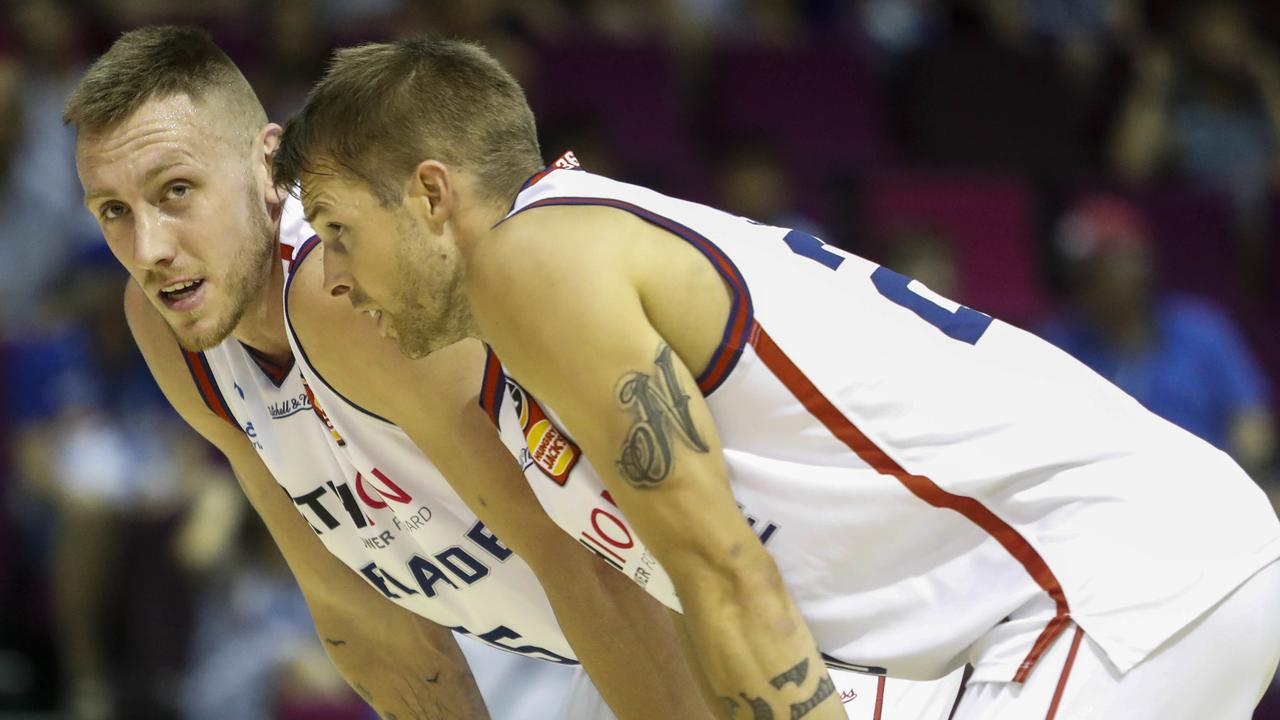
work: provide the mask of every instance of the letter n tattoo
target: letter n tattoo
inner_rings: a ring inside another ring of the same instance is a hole
[[[618,471],[640,489],[657,487],[670,474],[675,462],[673,433],[696,452],[711,449],[693,423],[689,395],[680,387],[666,343],[658,345],[653,364],[656,373],[629,372],[618,381],[617,390],[618,402],[635,417],[622,444]]]

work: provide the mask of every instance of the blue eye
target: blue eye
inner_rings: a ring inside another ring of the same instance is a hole
[[[103,220],[115,220],[122,217],[126,211],[127,208],[125,208],[124,203],[109,202],[98,209],[98,215]]]

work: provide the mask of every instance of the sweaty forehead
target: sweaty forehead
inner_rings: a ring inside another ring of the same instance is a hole
[[[215,104],[193,101],[185,94],[148,100],[114,125],[81,131],[77,160],[110,162],[155,144],[181,147],[196,157],[217,157],[239,129],[227,115]]]
[[[346,177],[328,164],[317,164],[298,179],[299,196],[308,220],[332,210],[362,212],[377,205],[377,199],[364,183]]]

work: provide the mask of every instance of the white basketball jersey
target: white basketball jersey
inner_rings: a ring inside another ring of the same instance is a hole
[[[1043,600],[1005,679],[1070,621],[1125,671],[1280,557],[1280,522],[1229,457],[1049,344],[810,235],[573,164],[535,176],[511,215],[617,208],[731,290],[698,385],[734,495],[833,667],[941,677]],[[576,537],[570,499],[603,485],[553,409],[490,364],[482,404]],[[628,529],[603,549],[665,590],[640,547]]]
[[[280,235],[294,266],[318,242],[292,201]],[[329,552],[422,617],[504,650],[576,665],[528,565],[403,433],[323,382],[308,388],[303,373],[318,376],[292,331],[289,340],[295,362],[285,368],[235,339],[187,353],[187,362],[206,403],[244,431]]]

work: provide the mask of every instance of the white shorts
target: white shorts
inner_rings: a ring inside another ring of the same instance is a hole
[[[831,670],[849,720],[947,720],[964,668],[930,682]]]
[[[580,665],[534,660],[466,636],[458,636],[458,647],[493,720],[617,720]]]
[[[1280,662],[1280,562],[1120,674],[1072,624],[1027,682],[970,681],[955,720],[1248,720]]]

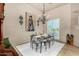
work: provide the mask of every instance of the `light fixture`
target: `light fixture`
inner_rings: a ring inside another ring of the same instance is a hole
[[[43,3],[43,11],[42,16],[37,20],[37,25],[39,26],[39,22],[42,22],[42,24],[45,24],[46,16],[45,16],[45,3]]]

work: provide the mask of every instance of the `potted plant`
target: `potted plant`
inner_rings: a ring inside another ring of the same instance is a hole
[[[9,42],[9,38],[3,39],[3,45],[4,45],[5,48],[9,48],[11,46],[11,44]]]

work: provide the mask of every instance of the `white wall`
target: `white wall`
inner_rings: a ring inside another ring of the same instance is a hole
[[[40,12],[27,4],[5,4],[5,19],[3,24],[3,36],[9,37],[14,45],[18,45],[30,40],[33,32],[25,31],[25,12],[33,13],[36,17]],[[19,16],[23,15],[23,25],[19,24]],[[37,16],[38,15],[38,16]],[[36,21],[36,20],[35,20]]]
[[[19,16],[25,16],[25,12],[32,13],[36,20],[41,13],[28,4],[5,4],[5,19],[3,24],[4,37],[9,37],[14,45],[18,45],[30,40],[33,32],[25,31],[25,17],[23,25],[19,24]],[[71,33],[71,5],[66,4],[47,12],[50,19],[60,18],[60,40],[66,42],[66,34]],[[36,21],[35,20],[35,21]],[[46,24],[44,25],[46,32]],[[43,25],[36,29],[38,33],[43,31]]]
[[[75,12],[76,11],[76,12]],[[79,47],[79,4],[71,5],[71,33],[74,35],[74,45]]]
[[[71,32],[71,5],[65,4],[47,13],[50,19],[60,19],[60,40],[66,42],[66,35]]]

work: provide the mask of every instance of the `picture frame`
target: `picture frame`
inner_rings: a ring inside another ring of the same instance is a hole
[[[35,15],[25,12],[25,31],[35,31]]]

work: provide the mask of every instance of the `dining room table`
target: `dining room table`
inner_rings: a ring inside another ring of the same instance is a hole
[[[48,34],[41,34],[41,35],[33,36],[33,38],[31,39],[32,49],[34,48],[34,46],[36,46],[36,51],[39,48],[40,53],[41,53],[42,52],[42,46],[45,46],[45,50],[47,50],[47,46],[49,46],[49,48],[50,48],[50,43],[51,43],[52,40],[54,40],[54,39],[51,40],[51,37],[52,36],[50,36]]]

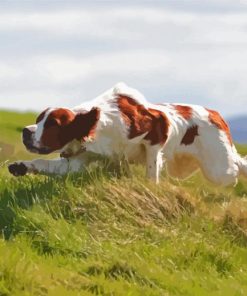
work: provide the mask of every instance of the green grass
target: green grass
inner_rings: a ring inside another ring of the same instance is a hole
[[[33,157],[20,140],[33,119],[0,112],[0,295],[247,295],[247,181],[156,186],[103,163],[16,179],[5,161]]]

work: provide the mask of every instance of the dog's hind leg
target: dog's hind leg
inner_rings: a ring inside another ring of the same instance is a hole
[[[212,150],[210,147],[203,147],[198,158],[204,176],[216,185],[236,185],[240,174],[240,164],[235,147],[221,141],[214,145],[215,149]],[[244,165],[242,170],[244,170]]]

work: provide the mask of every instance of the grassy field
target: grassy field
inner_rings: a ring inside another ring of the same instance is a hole
[[[14,178],[34,114],[0,112],[0,295],[247,295],[247,181],[155,186],[103,163]],[[247,154],[244,146],[239,151]]]

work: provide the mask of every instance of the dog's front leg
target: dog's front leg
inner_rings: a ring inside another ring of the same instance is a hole
[[[78,172],[84,167],[81,158],[58,158],[52,160],[35,159],[31,161],[18,161],[8,166],[9,172],[18,177],[26,174],[57,174],[64,175],[68,172]]]
[[[162,152],[160,147],[146,147],[146,176],[152,179],[156,184],[159,183],[159,174],[162,169]]]

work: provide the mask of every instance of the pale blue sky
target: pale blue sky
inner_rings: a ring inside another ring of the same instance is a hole
[[[247,113],[247,1],[0,0],[0,40],[0,108],[73,106],[125,81]]]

• • •

◆ Requirement
The required output is every line from the one with "work: provide the mask of every instance of the dog's front" to the final line of the entries, repeated exactly and with nothing else.

◆ Solution
work: provide the mask of every instance of the dog's front leg
target: dog's front leg
inner_rings: a ring inside another ring of the same instance is a hole
[[[78,172],[84,167],[81,158],[58,158],[52,160],[35,159],[31,161],[18,161],[8,166],[9,172],[18,177],[26,174],[57,174],[64,175],[68,172]]]
[[[162,152],[160,147],[146,147],[146,176],[152,179],[156,184],[159,183],[159,174],[162,169]]]

work: provide the mask of every instance of the pale blue sky
target: pale blue sky
inner_rings: a ring inside another ring of the same instance is a hole
[[[247,113],[247,1],[0,0],[0,40],[0,108],[73,106],[125,81]]]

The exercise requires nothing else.